TASK GOAL
Restate word for word only the lines running from the one with "Target: red collar" to the end of the data, both ends included. Omit any pictures.

GIVEN RECORDS
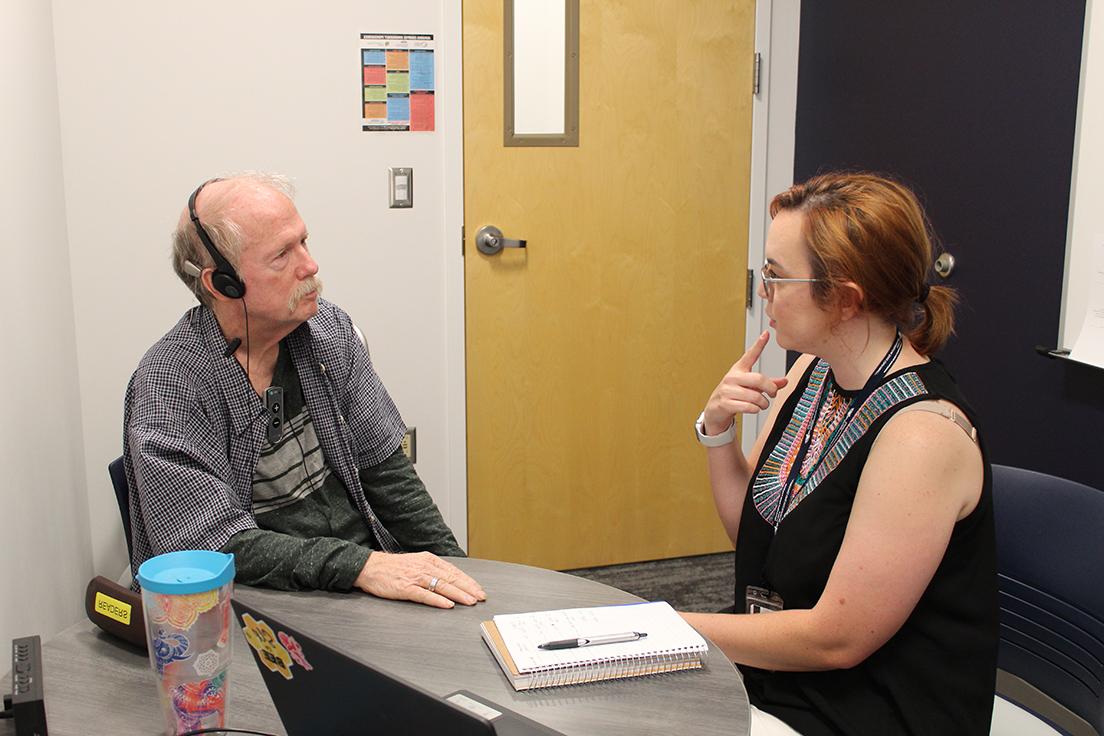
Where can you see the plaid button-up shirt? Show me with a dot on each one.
(193, 427)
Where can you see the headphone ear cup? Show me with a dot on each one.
(227, 285)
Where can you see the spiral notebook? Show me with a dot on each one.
(668, 644)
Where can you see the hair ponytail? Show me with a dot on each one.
(935, 320)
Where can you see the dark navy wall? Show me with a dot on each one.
(974, 105)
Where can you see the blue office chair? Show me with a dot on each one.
(118, 475)
(1050, 562)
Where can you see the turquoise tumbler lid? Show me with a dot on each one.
(191, 571)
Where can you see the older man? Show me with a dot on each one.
(257, 425)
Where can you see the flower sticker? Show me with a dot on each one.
(295, 650)
(168, 648)
(207, 663)
(193, 702)
(272, 653)
(181, 611)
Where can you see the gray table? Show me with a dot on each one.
(97, 685)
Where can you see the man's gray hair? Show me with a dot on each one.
(190, 256)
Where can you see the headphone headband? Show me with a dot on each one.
(224, 279)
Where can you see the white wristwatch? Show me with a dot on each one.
(713, 440)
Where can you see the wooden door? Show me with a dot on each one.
(591, 352)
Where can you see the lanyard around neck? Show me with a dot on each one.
(856, 403)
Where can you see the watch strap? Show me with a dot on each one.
(713, 440)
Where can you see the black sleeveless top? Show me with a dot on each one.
(936, 674)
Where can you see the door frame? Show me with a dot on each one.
(773, 116)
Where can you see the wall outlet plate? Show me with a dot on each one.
(402, 187)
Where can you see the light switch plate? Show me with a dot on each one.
(402, 187)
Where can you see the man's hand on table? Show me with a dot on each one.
(420, 576)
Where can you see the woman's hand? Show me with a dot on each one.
(741, 391)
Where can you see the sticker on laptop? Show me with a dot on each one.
(294, 649)
(272, 653)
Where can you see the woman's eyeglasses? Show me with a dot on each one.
(770, 280)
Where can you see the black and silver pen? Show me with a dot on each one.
(593, 641)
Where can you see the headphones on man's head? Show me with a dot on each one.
(224, 278)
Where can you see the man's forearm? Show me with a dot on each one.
(405, 508)
(272, 560)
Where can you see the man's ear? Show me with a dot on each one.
(849, 299)
(209, 285)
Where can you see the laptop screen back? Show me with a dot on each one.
(319, 690)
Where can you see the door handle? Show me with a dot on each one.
(945, 265)
(489, 241)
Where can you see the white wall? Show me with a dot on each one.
(155, 98)
(42, 496)
(1086, 215)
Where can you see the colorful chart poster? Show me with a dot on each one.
(396, 81)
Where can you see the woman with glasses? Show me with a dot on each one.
(862, 518)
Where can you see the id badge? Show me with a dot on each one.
(761, 600)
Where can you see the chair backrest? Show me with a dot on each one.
(118, 475)
(1050, 560)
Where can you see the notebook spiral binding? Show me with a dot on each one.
(616, 668)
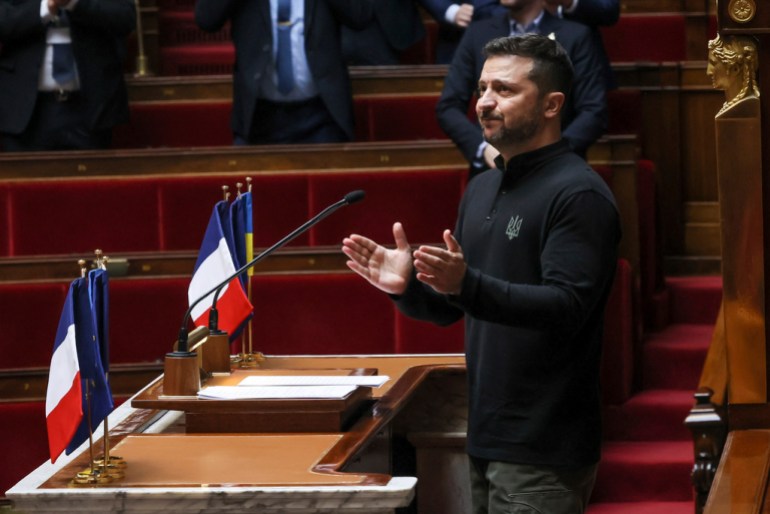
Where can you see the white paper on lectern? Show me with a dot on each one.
(314, 380)
(269, 392)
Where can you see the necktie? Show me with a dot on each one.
(63, 59)
(283, 60)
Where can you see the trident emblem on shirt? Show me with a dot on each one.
(513, 227)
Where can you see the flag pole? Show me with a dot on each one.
(112, 466)
(251, 360)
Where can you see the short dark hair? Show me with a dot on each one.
(551, 70)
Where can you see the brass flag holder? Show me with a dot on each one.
(102, 470)
(248, 359)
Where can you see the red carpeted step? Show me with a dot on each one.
(694, 299)
(673, 357)
(212, 59)
(644, 472)
(687, 507)
(650, 415)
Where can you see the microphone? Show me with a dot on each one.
(348, 199)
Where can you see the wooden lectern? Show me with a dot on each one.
(342, 455)
(737, 365)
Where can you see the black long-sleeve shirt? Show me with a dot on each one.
(540, 240)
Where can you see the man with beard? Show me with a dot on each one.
(529, 267)
(584, 117)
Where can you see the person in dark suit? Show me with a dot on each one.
(45, 105)
(593, 13)
(396, 27)
(585, 115)
(453, 17)
(589, 12)
(307, 99)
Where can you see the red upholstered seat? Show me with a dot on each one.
(646, 37)
(28, 322)
(330, 313)
(145, 316)
(618, 344)
(76, 216)
(413, 336)
(5, 216)
(424, 201)
(177, 27)
(23, 441)
(200, 59)
(625, 111)
(397, 118)
(176, 124)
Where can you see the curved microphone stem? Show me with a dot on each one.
(352, 197)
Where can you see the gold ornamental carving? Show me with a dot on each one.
(742, 11)
(732, 66)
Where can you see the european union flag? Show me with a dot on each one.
(96, 390)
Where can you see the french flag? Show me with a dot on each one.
(215, 263)
(63, 401)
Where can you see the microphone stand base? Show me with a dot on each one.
(216, 353)
(250, 360)
(180, 374)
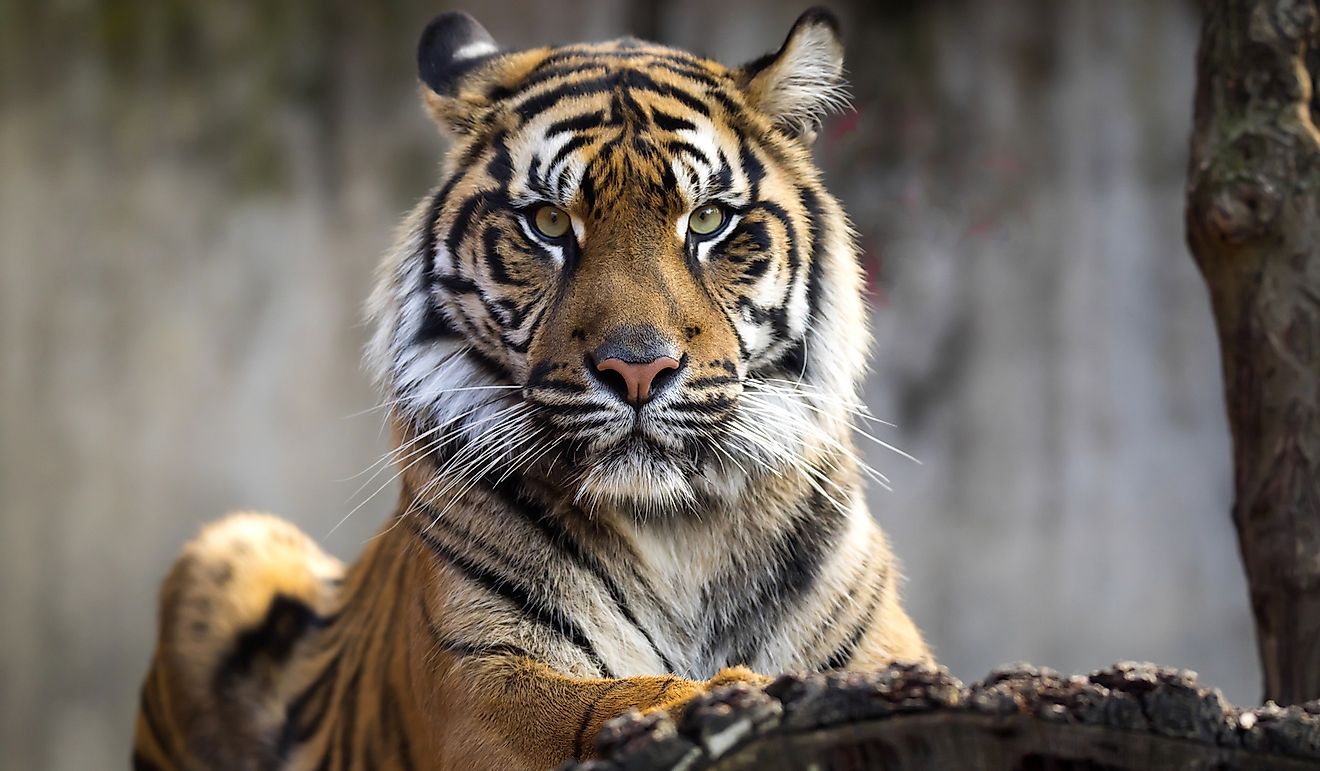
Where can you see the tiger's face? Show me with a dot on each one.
(627, 266)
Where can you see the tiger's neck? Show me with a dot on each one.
(684, 594)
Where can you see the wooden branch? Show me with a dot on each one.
(1253, 223)
(916, 718)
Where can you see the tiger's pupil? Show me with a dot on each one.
(551, 222)
(706, 219)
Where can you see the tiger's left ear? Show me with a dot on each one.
(801, 82)
(461, 67)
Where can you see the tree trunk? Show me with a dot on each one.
(1253, 223)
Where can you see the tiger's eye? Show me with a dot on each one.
(706, 219)
(552, 222)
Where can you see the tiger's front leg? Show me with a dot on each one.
(511, 712)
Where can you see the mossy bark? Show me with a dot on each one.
(1253, 225)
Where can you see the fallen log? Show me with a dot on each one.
(919, 718)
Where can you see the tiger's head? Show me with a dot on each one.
(630, 281)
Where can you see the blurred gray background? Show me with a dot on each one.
(193, 197)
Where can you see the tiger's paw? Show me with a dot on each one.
(232, 610)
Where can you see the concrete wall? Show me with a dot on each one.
(193, 197)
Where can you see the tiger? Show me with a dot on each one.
(619, 345)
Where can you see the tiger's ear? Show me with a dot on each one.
(801, 82)
(460, 67)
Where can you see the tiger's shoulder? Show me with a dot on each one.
(234, 610)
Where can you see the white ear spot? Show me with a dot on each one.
(803, 82)
(474, 49)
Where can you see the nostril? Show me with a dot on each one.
(613, 379)
(667, 375)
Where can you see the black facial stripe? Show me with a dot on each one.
(569, 147)
(491, 239)
(577, 123)
(681, 147)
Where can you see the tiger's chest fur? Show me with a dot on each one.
(767, 586)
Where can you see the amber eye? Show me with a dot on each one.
(706, 219)
(551, 222)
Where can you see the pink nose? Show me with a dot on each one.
(638, 378)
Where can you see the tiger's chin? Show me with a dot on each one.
(638, 475)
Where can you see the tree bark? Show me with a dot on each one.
(1253, 225)
(1127, 717)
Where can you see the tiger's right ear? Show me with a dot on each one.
(460, 67)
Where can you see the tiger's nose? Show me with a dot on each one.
(634, 380)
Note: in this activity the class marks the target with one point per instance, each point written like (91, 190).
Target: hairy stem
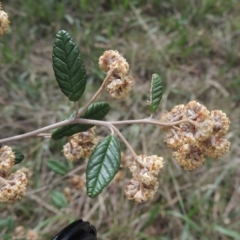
(89, 121)
(125, 141)
(96, 94)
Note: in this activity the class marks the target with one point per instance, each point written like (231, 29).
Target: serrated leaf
(68, 66)
(103, 165)
(58, 199)
(96, 111)
(18, 156)
(57, 166)
(155, 92)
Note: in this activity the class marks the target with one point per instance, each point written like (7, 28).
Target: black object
(78, 230)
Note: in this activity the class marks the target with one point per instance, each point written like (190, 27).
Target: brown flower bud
(7, 158)
(14, 187)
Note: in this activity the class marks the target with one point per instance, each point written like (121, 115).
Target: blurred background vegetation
(195, 47)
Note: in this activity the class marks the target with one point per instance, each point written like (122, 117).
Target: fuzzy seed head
(7, 158)
(221, 123)
(139, 192)
(119, 83)
(216, 147)
(14, 188)
(190, 157)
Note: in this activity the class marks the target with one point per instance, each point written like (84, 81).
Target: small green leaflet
(155, 92)
(103, 165)
(57, 166)
(96, 111)
(68, 66)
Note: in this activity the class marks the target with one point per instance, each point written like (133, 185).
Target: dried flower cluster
(4, 22)
(21, 233)
(144, 184)
(119, 82)
(199, 134)
(80, 145)
(12, 186)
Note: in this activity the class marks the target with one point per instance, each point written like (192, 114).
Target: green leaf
(68, 66)
(155, 92)
(18, 156)
(58, 199)
(57, 166)
(103, 165)
(96, 111)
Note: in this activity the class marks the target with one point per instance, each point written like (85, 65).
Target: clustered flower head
(21, 233)
(197, 134)
(80, 145)
(144, 184)
(12, 186)
(4, 22)
(119, 83)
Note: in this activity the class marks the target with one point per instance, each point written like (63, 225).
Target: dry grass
(193, 45)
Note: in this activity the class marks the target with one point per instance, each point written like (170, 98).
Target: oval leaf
(18, 156)
(58, 199)
(96, 111)
(57, 167)
(103, 165)
(68, 66)
(155, 92)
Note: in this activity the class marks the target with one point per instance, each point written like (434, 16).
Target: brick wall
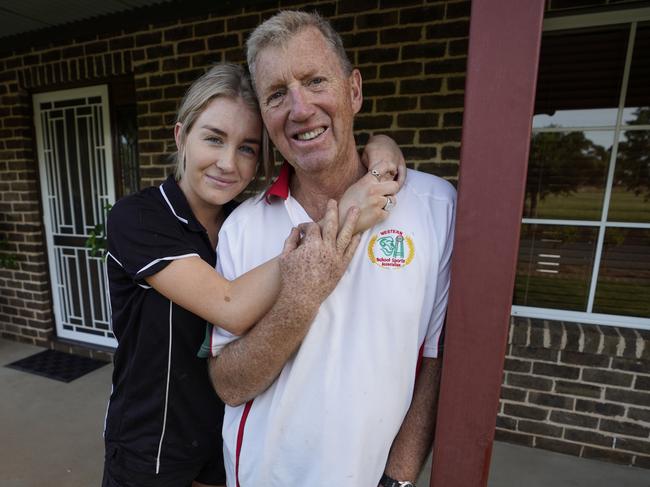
(412, 55)
(577, 389)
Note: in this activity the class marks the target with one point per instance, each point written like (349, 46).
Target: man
(330, 387)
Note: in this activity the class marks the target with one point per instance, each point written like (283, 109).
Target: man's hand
(313, 269)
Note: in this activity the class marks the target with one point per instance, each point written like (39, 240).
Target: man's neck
(313, 190)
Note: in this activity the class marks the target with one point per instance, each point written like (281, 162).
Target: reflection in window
(624, 278)
(638, 91)
(630, 201)
(554, 266)
(127, 143)
(567, 172)
(579, 79)
(589, 164)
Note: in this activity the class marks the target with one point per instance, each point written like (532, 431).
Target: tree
(560, 163)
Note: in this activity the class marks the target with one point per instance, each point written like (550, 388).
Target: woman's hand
(383, 155)
(312, 266)
(370, 197)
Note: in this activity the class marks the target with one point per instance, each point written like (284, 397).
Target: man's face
(308, 104)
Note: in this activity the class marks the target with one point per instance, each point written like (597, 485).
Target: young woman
(163, 425)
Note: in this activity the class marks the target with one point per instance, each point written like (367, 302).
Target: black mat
(57, 365)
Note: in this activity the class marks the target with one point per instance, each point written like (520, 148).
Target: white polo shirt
(331, 416)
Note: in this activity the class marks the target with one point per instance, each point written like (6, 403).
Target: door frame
(53, 96)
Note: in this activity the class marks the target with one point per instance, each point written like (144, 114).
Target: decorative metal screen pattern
(77, 184)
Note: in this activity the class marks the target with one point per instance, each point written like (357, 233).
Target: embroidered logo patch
(391, 249)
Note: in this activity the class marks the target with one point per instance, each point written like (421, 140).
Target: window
(584, 251)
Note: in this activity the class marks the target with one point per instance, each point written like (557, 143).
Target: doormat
(57, 365)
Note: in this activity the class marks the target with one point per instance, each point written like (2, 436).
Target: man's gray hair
(279, 29)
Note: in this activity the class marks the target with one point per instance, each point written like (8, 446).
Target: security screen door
(76, 173)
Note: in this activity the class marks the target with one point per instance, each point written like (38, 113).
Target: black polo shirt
(163, 413)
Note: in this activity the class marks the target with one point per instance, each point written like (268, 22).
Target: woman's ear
(178, 129)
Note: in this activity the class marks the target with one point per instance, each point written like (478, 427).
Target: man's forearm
(413, 442)
(246, 367)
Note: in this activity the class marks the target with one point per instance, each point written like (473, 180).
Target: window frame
(569, 23)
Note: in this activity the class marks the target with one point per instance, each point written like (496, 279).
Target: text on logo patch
(391, 249)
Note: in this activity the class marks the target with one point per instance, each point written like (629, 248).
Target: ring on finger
(389, 204)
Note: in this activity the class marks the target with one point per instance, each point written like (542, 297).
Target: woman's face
(221, 152)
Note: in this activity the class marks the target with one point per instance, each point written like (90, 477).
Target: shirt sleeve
(441, 282)
(143, 237)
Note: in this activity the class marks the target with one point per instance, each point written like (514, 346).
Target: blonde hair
(228, 80)
(279, 29)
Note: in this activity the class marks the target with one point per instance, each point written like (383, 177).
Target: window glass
(567, 172)
(623, 286)
(630, 201)
(637, 101)
(579, 79)
(554, 266)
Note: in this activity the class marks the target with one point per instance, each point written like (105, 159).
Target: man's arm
(247, 366)
(415, 438)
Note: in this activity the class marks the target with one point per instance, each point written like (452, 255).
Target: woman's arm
(384, 158)
(237, 305)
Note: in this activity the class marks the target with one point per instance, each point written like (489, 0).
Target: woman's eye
(248, 149)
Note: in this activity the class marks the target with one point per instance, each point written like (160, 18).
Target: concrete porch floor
(52, 436)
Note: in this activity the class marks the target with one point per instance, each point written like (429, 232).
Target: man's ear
(356, 94)
(177, 134)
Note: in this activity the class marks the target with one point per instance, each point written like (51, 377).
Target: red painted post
(502, 63)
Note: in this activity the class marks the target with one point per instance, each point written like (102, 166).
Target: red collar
(280, 187)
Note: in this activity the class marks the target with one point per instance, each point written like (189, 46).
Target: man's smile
(309, 135)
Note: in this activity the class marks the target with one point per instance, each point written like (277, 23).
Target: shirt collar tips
(280, 187)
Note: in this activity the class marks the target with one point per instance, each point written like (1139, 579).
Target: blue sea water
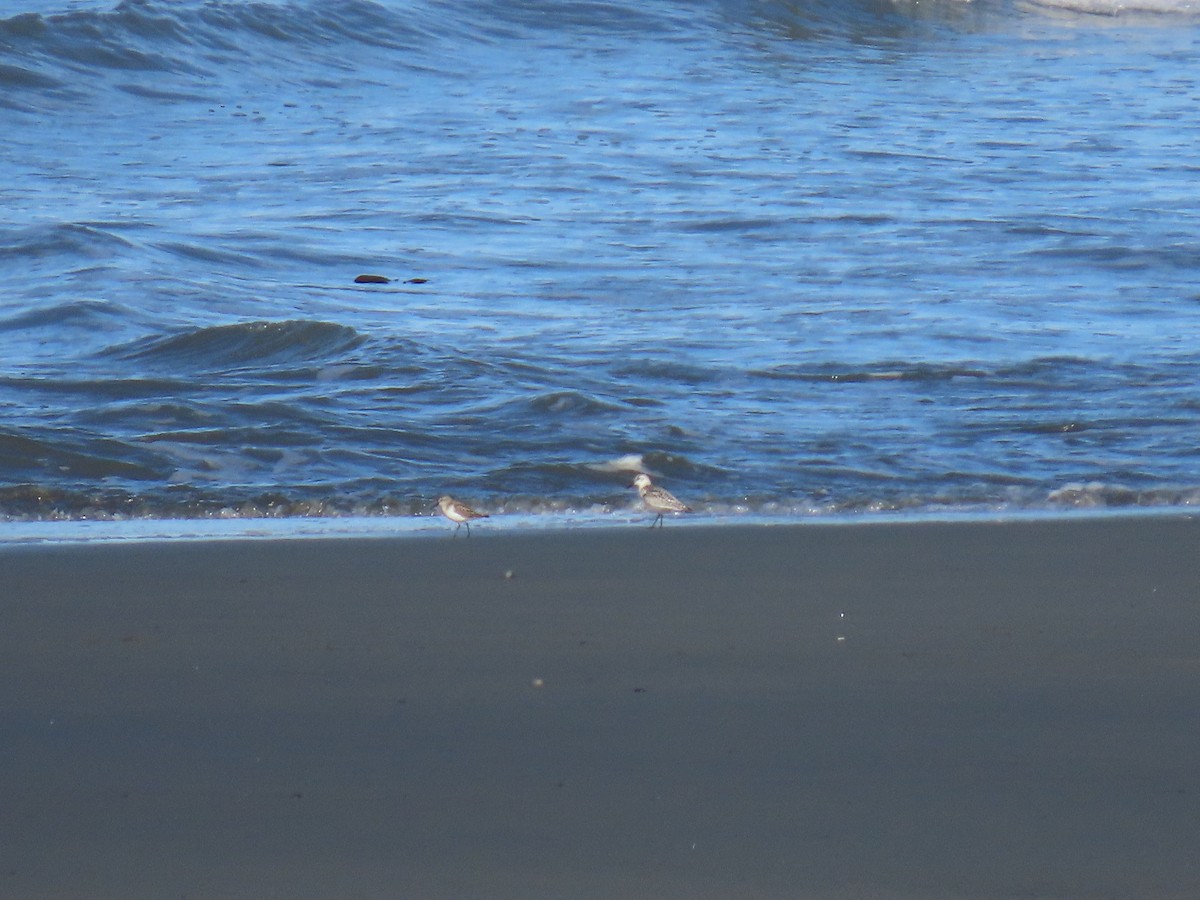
(791, 257)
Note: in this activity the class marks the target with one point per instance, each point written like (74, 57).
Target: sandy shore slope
(814, 711)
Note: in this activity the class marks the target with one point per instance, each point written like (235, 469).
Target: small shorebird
(658, 499)
(459, 511)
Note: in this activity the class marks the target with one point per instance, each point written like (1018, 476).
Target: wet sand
(814, 711)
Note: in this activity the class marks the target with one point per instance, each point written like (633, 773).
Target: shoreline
(78, 532)
(930, 709)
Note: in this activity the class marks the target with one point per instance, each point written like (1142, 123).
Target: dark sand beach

YOUR SOLUTION
Target: red collar
(280, 187)
Note: in this activity the class marks the target with one point per instance, each point written like (189, 46).
Target: man's smile
(309, 135)
Note: in this activity the class marks the target with one point per instance, each point written like (277, 23).
Target: shirt collar tips
(280, 187)
Note: in this activity the class marks the target with one point per instance, each point written like (1139, 579).
Target: blue sea water
(791, 257)
Note: in this activity the class marks the target with one point per instance, each point written like (74, 57).
Target: sandy shore slope
(814, 711)
Note: in this activity the class marks the target with one point per instance, each point written like (235, 469).
Target: small shorebird
(658, 499)
(459, 511)
Note: in this activity the class marks the target with one point per instance, each point written like (1018, 476).
Target: wet sand
(814, 711)
Note: in this activity the class marks the target with one point per instance, each point written like (633, 773).
Target: shoreline
(78, 532)
(930, 709)
Note: in this activity the class marks the target with one point per instance, each point written like (1142, 123).
Target: dark sand beach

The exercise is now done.